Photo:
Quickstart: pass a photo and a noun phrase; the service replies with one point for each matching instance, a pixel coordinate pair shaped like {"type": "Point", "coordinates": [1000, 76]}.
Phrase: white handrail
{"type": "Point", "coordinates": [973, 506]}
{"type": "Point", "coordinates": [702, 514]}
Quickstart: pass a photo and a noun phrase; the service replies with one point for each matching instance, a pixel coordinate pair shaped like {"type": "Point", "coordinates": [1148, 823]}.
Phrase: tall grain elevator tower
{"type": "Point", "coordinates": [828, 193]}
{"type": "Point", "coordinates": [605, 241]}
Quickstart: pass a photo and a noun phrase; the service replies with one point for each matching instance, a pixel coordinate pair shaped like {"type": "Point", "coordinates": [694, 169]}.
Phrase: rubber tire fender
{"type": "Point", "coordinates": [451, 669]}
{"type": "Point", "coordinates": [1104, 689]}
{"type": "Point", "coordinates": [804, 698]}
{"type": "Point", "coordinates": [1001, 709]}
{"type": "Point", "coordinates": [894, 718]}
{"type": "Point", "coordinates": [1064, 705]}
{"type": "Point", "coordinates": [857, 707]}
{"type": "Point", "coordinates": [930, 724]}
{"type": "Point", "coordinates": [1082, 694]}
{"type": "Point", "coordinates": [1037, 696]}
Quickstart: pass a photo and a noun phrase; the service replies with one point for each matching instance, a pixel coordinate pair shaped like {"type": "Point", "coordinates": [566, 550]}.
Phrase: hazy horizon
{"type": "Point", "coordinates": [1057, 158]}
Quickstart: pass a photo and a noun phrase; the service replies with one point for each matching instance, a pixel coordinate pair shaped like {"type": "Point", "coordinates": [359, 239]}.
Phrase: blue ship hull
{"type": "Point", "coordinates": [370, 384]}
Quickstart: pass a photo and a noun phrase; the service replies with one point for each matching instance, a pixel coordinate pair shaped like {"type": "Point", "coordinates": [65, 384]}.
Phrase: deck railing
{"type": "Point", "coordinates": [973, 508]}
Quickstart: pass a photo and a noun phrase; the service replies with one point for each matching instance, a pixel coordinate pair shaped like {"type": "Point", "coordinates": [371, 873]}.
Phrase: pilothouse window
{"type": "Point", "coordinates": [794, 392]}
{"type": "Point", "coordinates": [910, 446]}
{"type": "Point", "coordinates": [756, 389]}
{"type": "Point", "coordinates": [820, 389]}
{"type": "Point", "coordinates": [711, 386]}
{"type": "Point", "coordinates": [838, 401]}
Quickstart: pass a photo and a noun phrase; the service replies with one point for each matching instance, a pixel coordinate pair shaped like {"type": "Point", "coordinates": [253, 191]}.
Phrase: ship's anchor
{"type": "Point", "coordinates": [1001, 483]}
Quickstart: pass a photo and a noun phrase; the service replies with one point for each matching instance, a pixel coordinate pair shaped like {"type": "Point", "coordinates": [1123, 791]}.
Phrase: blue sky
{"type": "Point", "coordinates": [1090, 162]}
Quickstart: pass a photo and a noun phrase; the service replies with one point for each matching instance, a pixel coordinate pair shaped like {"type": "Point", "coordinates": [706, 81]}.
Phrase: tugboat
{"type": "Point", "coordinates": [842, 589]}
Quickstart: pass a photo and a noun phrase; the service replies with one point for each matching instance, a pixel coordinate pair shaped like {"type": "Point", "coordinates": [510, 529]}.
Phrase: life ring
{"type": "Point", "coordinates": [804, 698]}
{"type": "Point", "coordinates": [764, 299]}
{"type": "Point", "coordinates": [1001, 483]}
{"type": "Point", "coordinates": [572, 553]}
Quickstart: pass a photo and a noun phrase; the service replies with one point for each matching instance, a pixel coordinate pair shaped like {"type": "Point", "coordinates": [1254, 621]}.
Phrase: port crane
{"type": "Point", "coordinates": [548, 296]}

----

Task statement: The listing above should be printed again in full, unchanged.

Task response:
Photo:
Quickstart: pass a photo and a noun phrase; the service replies with one point for each matching instance, a pixel coordinate pair shaped like {"type": "Point", "coordinates": [1000, 76]}.
Phrase: white handrail
{"type": "Point", "coordinates": [973, 506]}
{"type": "Point", "coordinates": [702, 514]}
Quickstart: pass a photo and a noun phrase; the service replies with one point for each matching instance, a pixel coordinate pair shaped like {"type": "Point", "coordinates": [1148, 823]}.
Phrase: tall grain elevator tower
{"type": "Point", "coordinates": [828, 193]}
{"type": "Point", "coordinates": [605, 241]}
Quickstart: pass a photo and a noun phrase; the service replies with one point for each matching instance, a pixel coordinate pair shaped like {"type": "Point", "coordinates": [694, 169]}.
Phrase: rubber tire fender
{"type": "Point", "coordinates": [451, 669]}
{"type": "Point", "coordinates": [1104, 689]}
{"type": "Point", "coordinates": [804, 698]}
{"type": "Point", "coordinates": [1001, 709]}
{"type": "Point", "coordinates": [894, 718]}
{"type": "Point", "coordinates": [1064, 705]}
{"type": "Point", "coordinates": [857, 707]}
{"type": "Point", "coordinates": [930, 724]}
{"type": "Point", "coordinates": [1082, 694]}
{"type": "Point", "coordinates": [1037, 696]}
Quickstart: pass a photo and a noun phrase; the service replies with one point for each matching instance, a pixel coordinate pair shaped like {"type": "Point", "coordinates": [566, 550]}.
Phrase: hazy horizon
{"type": "Point", "coordinates": [1057, 158]}
Quickstart: pass a photo and a noun phrase; the service replies with one point for each matching instance, a pixel coordinate pair shaped like {"type": "Point", "coordinates": [359, 239]}.
Phrase: blue ship hull
{"type": "Point", "coordinates": [370, 384]}
Quickstart: pass a photo and a noun phrase; the service replies with one point for each matching instance, a pixel coordinate pair shaped like {"type": "Point", "coordinates": [65, 384]}.
Phrase: deck railing
{"type": "Point", "coordinates": [973, 508]}
Quickstart: pass a photo and a noun phrase; the service replies with one point for each matching instance, a pixel coordinate pair shaped like {"type": "Point", "coordinates": [371, 873]}.
Phrase: pilothouse window
{"type": "Point", "coordinates": [794, 392]}
{"type": "Point", "coordinates": [910, 446]}
{"type": "Point", "coordinates": [756, 389]}
{"type": "Point", "coordinates": [820, 389]}
{"type": "Point", "coordinates": [711, 386]}
{"type": "Point", "coordinates": [838, 401]}
Quickstart: pass a photo and a noun phrase; the service replies with one point for each matching instance, a pixel coordinate pair shaped like {"type": "Point", "coordinates": [253, 191]}.
Phrase: ship's anchor
{"type": "Point", "coordinates": [1001, 483]}
Quickstart: pass a photo and a noun phrase; the service replies with one point for each matching instance, a pixel coordinate pair shaped like {"type": "Point", "coordinates": [1123, 791]}.
Phrase: blue sky
{"type": "Point", "coordinates": [1090, 162]}
Quickstart: pass a photo and a noun phrase; the service replies with one point for each matching instance, a pixel coordinate pair shaped like {"type": "Point", "coordinates": [706, 81]}.
Phrase: tugboat
{"type": "Point", "coordinates": [842, 589]}
Quickstart: pass a photo and a noun phrase; the service replies with one point for each matching instance, a pixel coordinate pair shaped like {"type": "Point", "coordinates": [510, 529]}.
Phrase: life ring
{"type": "Point", "coordinates": [804, 698]}
{"type": "Point", "coordinates": [764, 299]}
{"type": "Point", "coordinates": [1001, 483]}
{"type": "Point", "coordinates": [572, 553]}
Quickstart: pass a photo and a noun phrase; the service replies with one point for each matching instance, a pixel coordinate pair shaped like {"type": "Point", "coordinates": [1254, 621]}.
Phrase: port crane
{"type": "Point", "coordinates": [548, 296]}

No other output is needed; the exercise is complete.